#### Task details
Gather every line of the entries below that contains the word "table".

---

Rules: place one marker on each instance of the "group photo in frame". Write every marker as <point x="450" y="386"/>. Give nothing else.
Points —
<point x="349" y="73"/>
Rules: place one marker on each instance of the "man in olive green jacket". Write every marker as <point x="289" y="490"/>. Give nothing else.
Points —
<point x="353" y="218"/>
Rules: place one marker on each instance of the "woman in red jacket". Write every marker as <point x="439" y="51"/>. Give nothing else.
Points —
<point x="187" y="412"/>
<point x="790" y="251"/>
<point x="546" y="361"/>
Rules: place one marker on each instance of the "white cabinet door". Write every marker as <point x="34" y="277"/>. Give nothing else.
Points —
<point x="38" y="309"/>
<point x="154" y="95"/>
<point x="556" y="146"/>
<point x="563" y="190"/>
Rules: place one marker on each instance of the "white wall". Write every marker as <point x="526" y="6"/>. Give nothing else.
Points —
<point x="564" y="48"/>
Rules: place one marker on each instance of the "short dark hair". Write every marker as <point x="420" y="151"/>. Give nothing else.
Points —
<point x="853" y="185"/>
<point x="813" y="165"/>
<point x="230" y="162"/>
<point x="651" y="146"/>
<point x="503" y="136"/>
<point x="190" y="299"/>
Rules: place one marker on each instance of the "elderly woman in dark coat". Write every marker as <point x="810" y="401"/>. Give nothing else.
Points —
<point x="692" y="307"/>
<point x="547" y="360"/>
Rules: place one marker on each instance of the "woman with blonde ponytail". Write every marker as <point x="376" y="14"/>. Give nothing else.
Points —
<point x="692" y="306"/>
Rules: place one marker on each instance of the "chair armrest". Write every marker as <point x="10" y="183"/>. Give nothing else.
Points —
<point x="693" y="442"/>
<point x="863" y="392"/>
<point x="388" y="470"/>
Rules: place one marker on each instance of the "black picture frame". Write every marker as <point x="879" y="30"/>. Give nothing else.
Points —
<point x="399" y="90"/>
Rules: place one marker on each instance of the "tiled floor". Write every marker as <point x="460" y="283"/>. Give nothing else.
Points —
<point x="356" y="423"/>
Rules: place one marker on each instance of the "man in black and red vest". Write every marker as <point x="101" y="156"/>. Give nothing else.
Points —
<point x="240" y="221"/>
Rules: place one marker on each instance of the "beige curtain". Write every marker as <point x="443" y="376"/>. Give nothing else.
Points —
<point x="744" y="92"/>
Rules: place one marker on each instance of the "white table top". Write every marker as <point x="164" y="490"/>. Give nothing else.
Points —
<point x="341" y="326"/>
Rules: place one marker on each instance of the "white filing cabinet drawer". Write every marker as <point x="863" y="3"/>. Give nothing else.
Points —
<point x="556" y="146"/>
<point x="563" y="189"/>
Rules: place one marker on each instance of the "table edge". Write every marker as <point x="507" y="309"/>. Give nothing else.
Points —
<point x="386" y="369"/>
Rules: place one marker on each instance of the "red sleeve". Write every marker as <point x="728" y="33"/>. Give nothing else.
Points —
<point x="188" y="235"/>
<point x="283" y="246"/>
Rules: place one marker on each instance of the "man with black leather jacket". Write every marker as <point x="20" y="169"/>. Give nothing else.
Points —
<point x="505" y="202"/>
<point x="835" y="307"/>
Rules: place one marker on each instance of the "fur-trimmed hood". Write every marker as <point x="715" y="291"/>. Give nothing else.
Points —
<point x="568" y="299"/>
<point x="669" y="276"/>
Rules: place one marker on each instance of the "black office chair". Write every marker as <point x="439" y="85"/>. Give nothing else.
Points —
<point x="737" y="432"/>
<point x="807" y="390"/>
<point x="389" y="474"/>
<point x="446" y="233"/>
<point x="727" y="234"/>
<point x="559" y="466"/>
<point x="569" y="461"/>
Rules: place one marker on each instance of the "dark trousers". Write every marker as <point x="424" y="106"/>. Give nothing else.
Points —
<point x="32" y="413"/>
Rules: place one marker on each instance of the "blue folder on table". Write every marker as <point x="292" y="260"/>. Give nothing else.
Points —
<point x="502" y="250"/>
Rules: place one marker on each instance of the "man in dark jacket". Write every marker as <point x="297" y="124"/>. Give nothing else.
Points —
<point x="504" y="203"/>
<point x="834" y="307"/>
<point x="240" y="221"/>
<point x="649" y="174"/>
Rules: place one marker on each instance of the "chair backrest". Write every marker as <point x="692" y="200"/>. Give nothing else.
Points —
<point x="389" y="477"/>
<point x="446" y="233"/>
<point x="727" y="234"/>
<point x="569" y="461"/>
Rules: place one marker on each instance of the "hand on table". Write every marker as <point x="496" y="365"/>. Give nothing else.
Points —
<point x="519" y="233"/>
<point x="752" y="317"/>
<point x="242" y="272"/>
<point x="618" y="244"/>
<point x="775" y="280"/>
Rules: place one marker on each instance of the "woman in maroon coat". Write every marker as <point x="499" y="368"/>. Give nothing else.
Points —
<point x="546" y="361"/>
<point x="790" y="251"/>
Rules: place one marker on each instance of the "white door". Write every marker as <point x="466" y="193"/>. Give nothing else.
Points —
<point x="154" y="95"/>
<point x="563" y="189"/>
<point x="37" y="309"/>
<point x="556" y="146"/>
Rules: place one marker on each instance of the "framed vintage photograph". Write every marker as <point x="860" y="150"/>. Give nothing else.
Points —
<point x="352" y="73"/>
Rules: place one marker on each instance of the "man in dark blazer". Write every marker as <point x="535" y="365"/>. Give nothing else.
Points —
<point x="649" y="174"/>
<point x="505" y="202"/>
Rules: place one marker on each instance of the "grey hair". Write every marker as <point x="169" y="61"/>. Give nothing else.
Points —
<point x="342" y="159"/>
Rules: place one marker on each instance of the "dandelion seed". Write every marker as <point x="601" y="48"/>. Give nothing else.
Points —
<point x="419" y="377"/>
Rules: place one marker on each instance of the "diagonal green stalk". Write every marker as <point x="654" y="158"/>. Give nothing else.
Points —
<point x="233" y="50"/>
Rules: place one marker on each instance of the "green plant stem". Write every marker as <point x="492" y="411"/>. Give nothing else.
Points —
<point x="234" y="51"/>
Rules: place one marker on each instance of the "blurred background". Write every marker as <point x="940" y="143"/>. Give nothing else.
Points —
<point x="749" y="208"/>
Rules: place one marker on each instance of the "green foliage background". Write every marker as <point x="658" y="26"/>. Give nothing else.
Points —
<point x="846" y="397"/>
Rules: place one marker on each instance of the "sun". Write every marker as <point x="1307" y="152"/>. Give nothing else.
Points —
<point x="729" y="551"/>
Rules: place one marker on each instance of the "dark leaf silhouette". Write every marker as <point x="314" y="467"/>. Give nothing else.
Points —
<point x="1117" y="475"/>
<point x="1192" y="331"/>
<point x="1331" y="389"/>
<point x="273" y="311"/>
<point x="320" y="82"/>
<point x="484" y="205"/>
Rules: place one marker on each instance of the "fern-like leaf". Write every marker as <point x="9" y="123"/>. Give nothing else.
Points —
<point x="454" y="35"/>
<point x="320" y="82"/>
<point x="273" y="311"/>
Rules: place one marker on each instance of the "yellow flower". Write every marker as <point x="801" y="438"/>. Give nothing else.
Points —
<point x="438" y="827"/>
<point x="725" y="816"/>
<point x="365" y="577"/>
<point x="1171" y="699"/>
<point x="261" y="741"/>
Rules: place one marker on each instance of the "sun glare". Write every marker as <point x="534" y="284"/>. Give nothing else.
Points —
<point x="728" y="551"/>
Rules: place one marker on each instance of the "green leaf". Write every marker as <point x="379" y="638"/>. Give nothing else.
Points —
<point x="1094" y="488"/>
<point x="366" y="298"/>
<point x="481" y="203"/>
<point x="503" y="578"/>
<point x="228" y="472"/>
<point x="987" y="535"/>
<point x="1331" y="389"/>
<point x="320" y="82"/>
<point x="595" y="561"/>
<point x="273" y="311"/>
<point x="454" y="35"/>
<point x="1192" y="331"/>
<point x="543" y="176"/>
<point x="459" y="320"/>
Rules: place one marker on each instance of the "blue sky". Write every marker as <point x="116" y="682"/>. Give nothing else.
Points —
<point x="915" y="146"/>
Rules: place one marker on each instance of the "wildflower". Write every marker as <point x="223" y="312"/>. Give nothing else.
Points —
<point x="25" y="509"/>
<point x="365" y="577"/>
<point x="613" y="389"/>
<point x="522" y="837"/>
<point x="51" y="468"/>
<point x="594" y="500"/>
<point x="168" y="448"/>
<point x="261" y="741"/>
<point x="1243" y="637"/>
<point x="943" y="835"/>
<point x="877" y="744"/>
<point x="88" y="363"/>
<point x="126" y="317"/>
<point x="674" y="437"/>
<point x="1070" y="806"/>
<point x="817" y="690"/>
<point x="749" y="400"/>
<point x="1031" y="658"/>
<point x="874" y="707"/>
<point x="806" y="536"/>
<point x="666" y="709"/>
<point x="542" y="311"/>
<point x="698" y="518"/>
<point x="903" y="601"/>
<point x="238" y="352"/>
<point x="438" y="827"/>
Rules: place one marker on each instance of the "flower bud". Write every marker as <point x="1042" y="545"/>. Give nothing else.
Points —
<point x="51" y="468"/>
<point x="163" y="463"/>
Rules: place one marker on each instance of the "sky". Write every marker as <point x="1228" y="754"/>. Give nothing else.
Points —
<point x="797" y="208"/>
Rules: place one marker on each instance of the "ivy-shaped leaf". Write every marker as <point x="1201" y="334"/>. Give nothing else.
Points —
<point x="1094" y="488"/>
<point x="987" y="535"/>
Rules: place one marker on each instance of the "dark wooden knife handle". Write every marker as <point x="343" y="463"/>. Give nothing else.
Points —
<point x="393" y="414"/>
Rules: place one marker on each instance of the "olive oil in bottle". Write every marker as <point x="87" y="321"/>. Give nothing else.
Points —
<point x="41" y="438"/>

---

#### Output
Rules: place one marker on each instance of the "white table top". Write every marker as <point x="164" y="490"/>. Give nothing else.
Rules: place one marker on each instance of the "table edge". Write every marker as <point x="507" y="309"/>. Give nothing else.
Rules: place one marker on each instance of the "blue folder on table". Write every marker as <point x="292" y="260"/>. Give nothing else.
Rules: place one marker on each instance of the "hand on table". Write every marker as <point x="496" y="365"/>. Give nothing else.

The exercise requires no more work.